-- START --

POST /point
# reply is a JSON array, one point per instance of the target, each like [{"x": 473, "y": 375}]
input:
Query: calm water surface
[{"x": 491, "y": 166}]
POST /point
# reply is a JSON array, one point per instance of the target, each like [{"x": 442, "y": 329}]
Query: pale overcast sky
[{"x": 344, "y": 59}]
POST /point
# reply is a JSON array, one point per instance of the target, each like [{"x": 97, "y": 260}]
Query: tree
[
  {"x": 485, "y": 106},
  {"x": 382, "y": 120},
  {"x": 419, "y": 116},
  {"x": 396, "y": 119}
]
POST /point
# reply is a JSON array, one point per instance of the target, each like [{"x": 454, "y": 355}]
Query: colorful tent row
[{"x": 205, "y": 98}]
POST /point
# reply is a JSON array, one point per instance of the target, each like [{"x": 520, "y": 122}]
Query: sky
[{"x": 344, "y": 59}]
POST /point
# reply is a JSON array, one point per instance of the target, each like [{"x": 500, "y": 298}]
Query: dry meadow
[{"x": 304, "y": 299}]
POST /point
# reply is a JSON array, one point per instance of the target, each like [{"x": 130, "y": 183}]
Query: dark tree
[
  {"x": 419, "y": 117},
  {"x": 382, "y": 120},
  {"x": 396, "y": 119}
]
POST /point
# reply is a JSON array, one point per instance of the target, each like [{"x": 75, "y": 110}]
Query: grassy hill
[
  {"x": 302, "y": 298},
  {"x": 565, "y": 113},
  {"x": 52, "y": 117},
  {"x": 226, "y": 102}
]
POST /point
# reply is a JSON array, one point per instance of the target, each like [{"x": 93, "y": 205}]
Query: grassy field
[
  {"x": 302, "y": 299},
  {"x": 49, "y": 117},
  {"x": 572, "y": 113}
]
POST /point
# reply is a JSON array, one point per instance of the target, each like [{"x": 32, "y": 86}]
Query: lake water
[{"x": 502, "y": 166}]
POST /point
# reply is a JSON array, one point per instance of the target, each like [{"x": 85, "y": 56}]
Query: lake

-- END --
-- START --

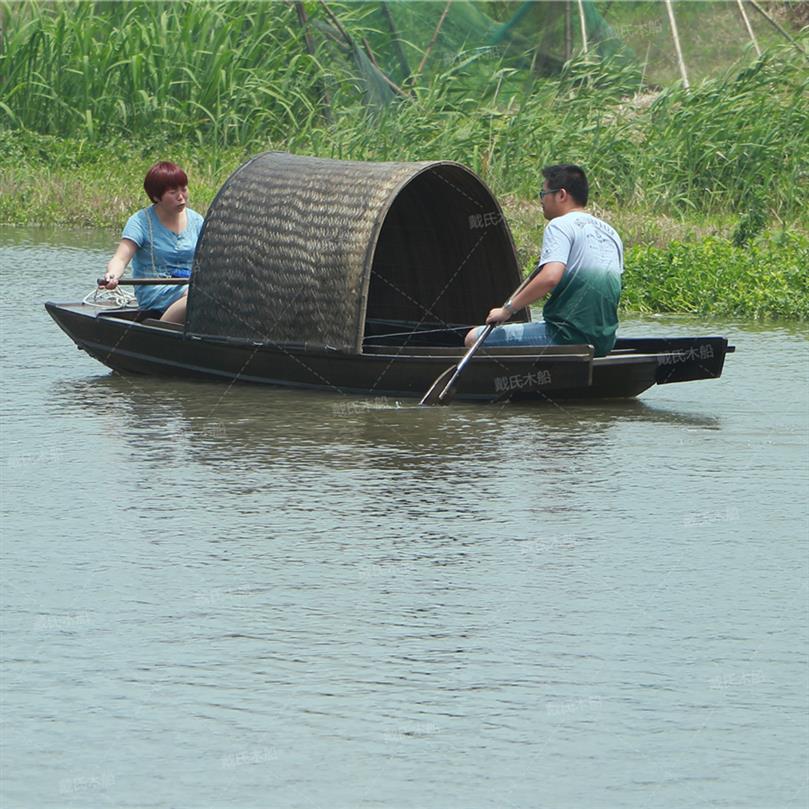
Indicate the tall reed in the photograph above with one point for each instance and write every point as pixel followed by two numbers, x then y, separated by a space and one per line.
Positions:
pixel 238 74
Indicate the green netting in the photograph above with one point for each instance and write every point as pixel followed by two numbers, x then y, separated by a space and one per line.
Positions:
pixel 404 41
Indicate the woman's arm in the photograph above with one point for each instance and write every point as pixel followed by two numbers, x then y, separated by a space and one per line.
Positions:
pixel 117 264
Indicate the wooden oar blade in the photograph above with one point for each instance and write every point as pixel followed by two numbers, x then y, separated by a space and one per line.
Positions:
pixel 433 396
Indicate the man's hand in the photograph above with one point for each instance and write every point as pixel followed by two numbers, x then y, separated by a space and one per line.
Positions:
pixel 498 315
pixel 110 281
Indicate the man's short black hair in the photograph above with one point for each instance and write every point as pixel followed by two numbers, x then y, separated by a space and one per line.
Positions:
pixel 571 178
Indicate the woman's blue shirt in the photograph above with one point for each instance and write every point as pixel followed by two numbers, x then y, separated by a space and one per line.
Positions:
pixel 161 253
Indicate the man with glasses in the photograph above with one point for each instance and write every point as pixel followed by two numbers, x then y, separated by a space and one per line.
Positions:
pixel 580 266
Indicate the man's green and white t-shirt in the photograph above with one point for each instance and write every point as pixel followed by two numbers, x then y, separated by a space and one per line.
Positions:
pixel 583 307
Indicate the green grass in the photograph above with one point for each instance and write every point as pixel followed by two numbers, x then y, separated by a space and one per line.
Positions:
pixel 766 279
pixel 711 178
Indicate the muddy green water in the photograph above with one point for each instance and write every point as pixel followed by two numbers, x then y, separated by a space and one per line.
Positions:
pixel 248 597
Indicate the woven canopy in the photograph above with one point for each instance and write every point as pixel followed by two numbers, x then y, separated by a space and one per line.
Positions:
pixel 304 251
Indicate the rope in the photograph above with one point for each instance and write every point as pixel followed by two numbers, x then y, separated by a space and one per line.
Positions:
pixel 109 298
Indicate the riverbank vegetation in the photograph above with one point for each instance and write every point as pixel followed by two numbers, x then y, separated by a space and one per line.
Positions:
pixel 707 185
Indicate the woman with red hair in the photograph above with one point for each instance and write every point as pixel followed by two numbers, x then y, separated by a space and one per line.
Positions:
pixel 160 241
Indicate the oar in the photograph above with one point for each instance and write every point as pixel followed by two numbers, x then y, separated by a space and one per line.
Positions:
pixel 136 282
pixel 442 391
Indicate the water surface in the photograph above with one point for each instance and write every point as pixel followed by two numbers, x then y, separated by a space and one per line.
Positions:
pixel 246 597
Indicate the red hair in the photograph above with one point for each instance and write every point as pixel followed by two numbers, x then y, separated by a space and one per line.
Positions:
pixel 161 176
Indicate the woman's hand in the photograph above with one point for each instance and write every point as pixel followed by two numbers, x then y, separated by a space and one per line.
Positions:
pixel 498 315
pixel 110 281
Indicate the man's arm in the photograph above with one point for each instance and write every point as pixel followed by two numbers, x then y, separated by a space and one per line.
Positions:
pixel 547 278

-- END --

What you will do
Rewrite everything from the line containing "Indicate the red" down to the line containing "pixel 161 176", substituting "Coordinates" for "Positions" and leaving the rest of the data as it stands.

Output below
Indicate the red hair in the photograph above with one point for each instance and write every point as pixel followed by two numbers, x then y, separated by a space and one per line.
Coordinates:
pixel 161 176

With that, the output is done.